[TEXT TO READ]:
════════
SW: You were the only male representing team G.B. How come?
BT: In the UK there aren’t many athletes specialising in marathon distance races, many cyclists do both and many concentrate purely on XC. The Mountain Trax – Vauxhall Motors Cycling Team, which I run, specialises in marathons so it’s something a little different. Out in Europe there are plenty of marathon teams but this is because the scene out there is so much bigger. In 2012 my now-teammate Tim Dunford and myself were selected for the GB team, and this year I was the only male to meet the selection criteria with a top 20 World Cup finish earlier this season.
SW: 51st is a stella result. Did you have one afterwards (a Stella that is)?
BT: I didn’t have a beer but did treat myself to a hot chocolate and cake that afternoon. Oh and some Milka the following day, it was a long drive home from Austria so I needed something!On the finish line. Finally.
SW: Is there any way you can improve on that result, or is it about the ‘form’ on the day?
BT: Following Worlds we’ve been discussing the best way to make progress ahead of next year’s event, racing more rounds of the UCI World Marathon Series will certainly help and is part of the plan for 2014. What I need is more time riding mountain climbs (there aren’t many of those in the southern England…) and more time racing at World level. Whether this is realistic financially though is yet to be seen, the costs are pretty high so it depends on what sponsorship support the team has next year.
SW: How did the team GB girls do?
BT: The GB girls are super strong at marathon racing and all specialise in this distance. Sally Bigham, Rachel Fenton, Jane Nussli, and Cath Williamson put on a fantastic showing at this year’s Worlds, with 3 of them placing in the top 20. Sally rode a sensational race finishing a well-deserved 2nd; her silver medal is the first women’s senior medal Great Britain has ever won at a Marathon World Championships!
SW: What was the course like?
BT: The course covered four mountain climbs with 4400 metres of ascent! The descents were pretty crazy in places. The final downhill was the 7-kilometre Flekalm trail, before the race all the videos I could find of this trail were of people riding this trail in full-face helmets, body armour and on downhill bikes! Here’s my video from practise on my Scott Scale 900 SL cross-country hardtail:
SW: Are there enough MTB marathon races in the UK?
════════
[EXERCISE TASKS]:
1. Transcribe the interview starting with "SW: What was" and going on through "races in the UK?".
2. Answer these questions from the interview:
(a) In what year were Tim Dunford and the interviewee selected for the GB team?
(b) In what place did Sally Bigham finish at this year's Worlds?
(c) How many metres of ascent did the course cover?

[COLLECTED MATERIAL]:
════════
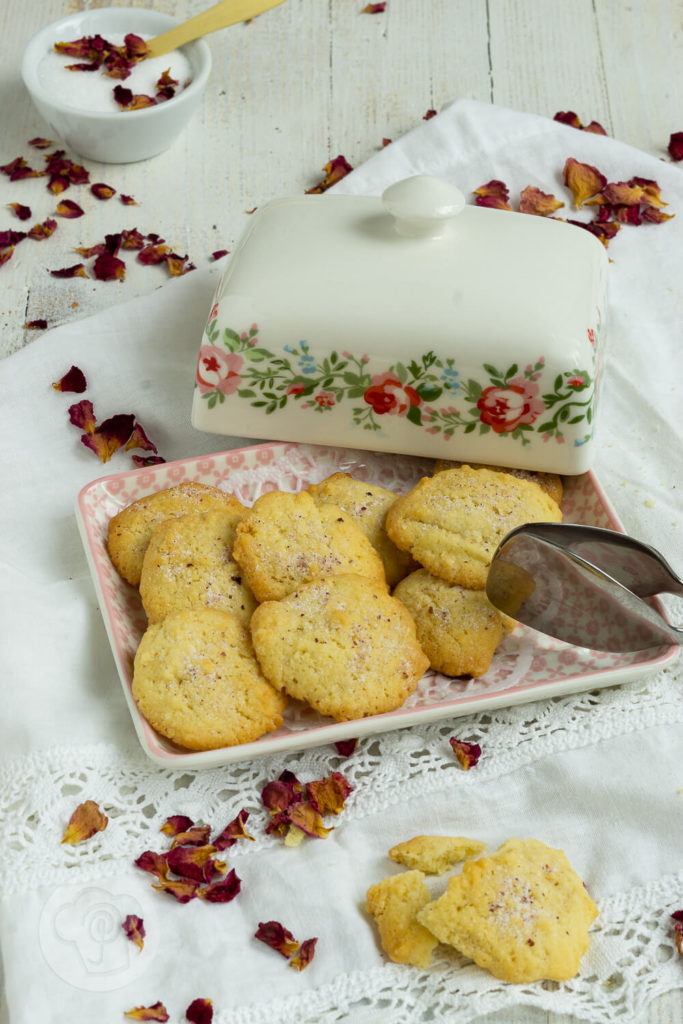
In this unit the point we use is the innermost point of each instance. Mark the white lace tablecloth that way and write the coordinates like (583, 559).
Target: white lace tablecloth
(598, 774)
════════
[SOLUTIONS BELOW]:
1.
SW: What was the course like?
BT: The course covered four mountain climbs with 4400 metres of ascent! The descents were pretty crazy in places. The final downhill was the 7-kilometre Flekalm trail, before the race all the videos I could find of this trail were of people riding this trail in full-face helmets, body armour and on downhill bikes! Here’s my video from practise on my Scott Scale 900 SL cross-country hardtail:
SW: Are there enough MTB marathon races in the UK?

2.
(a) 2012
(b) 2nd
(c) 4400 metres